Dataset items.
★ ★ ★ ★

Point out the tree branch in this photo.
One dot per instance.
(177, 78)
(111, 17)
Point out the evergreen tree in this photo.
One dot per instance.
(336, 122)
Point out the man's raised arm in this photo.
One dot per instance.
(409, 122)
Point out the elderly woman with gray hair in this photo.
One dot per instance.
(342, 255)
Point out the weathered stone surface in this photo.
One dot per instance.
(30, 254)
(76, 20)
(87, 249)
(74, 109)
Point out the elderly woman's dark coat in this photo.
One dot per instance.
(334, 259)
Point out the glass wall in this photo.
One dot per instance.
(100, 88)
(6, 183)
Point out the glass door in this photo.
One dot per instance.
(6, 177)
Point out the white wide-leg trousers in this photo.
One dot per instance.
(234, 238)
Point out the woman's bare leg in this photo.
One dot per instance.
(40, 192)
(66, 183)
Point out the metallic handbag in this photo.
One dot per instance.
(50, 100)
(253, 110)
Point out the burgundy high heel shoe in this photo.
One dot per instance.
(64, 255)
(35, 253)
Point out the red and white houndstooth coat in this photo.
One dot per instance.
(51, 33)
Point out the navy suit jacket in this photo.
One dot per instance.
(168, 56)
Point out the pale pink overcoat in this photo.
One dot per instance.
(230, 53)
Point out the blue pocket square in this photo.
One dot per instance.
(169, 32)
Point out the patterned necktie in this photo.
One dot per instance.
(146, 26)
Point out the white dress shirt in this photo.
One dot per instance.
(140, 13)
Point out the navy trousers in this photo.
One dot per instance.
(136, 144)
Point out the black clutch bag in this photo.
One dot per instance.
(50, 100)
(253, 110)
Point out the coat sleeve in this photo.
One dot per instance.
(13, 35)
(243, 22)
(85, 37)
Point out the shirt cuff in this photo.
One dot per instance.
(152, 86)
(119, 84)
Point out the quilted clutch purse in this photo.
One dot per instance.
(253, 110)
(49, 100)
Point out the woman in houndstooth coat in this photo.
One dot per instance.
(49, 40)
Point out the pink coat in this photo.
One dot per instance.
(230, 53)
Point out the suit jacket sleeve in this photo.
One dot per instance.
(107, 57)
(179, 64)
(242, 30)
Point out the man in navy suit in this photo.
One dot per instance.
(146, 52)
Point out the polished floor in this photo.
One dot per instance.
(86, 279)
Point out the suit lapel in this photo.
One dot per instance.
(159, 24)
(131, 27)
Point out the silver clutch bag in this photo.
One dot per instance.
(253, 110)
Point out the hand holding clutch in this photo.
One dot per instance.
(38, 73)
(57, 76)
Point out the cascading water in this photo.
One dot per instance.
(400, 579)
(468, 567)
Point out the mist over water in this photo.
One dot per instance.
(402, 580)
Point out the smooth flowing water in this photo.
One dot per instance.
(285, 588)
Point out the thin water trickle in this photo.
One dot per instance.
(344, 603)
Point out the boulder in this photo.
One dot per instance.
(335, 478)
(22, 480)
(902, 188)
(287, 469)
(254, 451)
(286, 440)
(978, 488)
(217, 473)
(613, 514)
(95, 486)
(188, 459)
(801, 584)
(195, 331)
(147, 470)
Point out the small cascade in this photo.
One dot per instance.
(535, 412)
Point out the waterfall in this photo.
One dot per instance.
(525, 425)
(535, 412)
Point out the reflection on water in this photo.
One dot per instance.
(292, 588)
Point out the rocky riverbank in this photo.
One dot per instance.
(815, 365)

★ ★ ★ ★

REQUIREMENT.
Quote every record above exactly.

WRITTEN RESPONSE.
Point out the tree branch in this photo.
One dot per instance.
(177, 78)
(111, 17)
Point out the evergreen tree in this photo.
One dot per instance.
(336, 122)
Point out the man's raised arm in this photo.
One dot per instance.
(409, 122)
Point out the elderly woman with gray hair in this photo.
One dot per instance.
(342, 255)
Point out the weathered stone surface in this photo.
One dot per instance.
(30, 254)
(76, 20)
(87, 249)
(74, 109)
Point out the elderly woman's dark coat in this photo.
One dot per instance.
(334, 259)
Point out the glass wall in this photo.
One dot per instance.
(100, 88)
(6, 183)
Point out the glass door in this photo.
One dot per instance.
(6, 177)
Point out the white wide-leg trousers in this photo.
One dot per instance.
(234, 238)
Point out the woman's bare leg in this photo.
One dot per instance.
(40, 192)
(66, 183)
Point out the metallic handbag in this photo.
One dot per instance.
(50, 100)
(253, 110)
Point out the burgundy high heel shoe in this photo.
One dot per instance.
(64, 255)
(35, 253)
Point out the red and white houndstooth coat in this photo.
One dot per instance.
(51, 33)
Point out the navy suit jacket in this photo.
One dot per instance.
(168, 56)
Point out the pale pink overcoat in this photo.
One dot per instance.
(230, 53)
Point out the blue pocket square in this photo.
One dot per instance.
(169, 32)
Point out the patterned necktie in this photo.
One dot per instance.
(146, 26)
Point out the white dress shirt in this photo.
One dot per instance.
(140, 13)
Point out the navy trousers in this photo.
One dot per instance.
(136, 144)
Point out the black clutch bag in this photo.
One dot per instance.
(50, 100)
(253, 110)
Point out the coat sleeve in this photo.
One dot per instance.
(13, 35)
(243, 22)
(85, 37)
Point out the shirt cuff in this photo.
One dot per instance.
(152, 86)
(119, 84)
Point out the quilted clutch purse in this photo.
One dot per instance.
(253, 110)
(49, 100)
Point out the woman in houndstooth coat in this photo.
One dot per instance.
(49, 40)
Point out the pink coat in this photo.
One dot per instance.
(230, 53)
Point out the suit jacket sleeve in this photo.
One dot per instance.
(107, 57)
(179, 64)
(242, 30)
Point out the man in navy suit in this photo.
One dot per instance.
(146, 52)
Point out the polished floor in this photo.
One dot per instance.
(86, 279)
Point out the suit lapel in this photo.
One dot per instance.
(159, 24)
(131, 27)
Point out the silver clutch bag in this photo.
One dot per instance.
(253, 110)
Point out the hand holding clutch in this photo.
One dot per instance.
(38, 73)
(57, 76)
Point out the cascading water in this photo.
One dot per instance.
(400, 579)
(468, 567)
Point out the mist over water in this photo.
One dot per instance.
(402, 580)
Point out the smooth flowing water in this photo.
One dot per instance.
(285, 588)
Point out the thin water trickle in this photo.
One dot per instance.
(344, 603)
Point out the boulder in this photo.
One dot per instance.
(335, 478)
(22, 480)
(902, 188)
(287, 469)
(254, 451)
(286, 440)
(978, 488)
(217, 473)
(613, 514)
(95, 486)
(188, 459)
(801, 584)
(195, 331)
(147, 470)
Point out the small cascade in this photo.
One dot per instance.
(535, 412)
Point out the waterfall in this photo.
One dot per instance.
(525, 425)
(535, 412)
Point out the reflection on water in this photo.
One dot per instance.
(292, 588)
Point out the rocky riverbank in this photo.
One dot per instance.
(815, 365)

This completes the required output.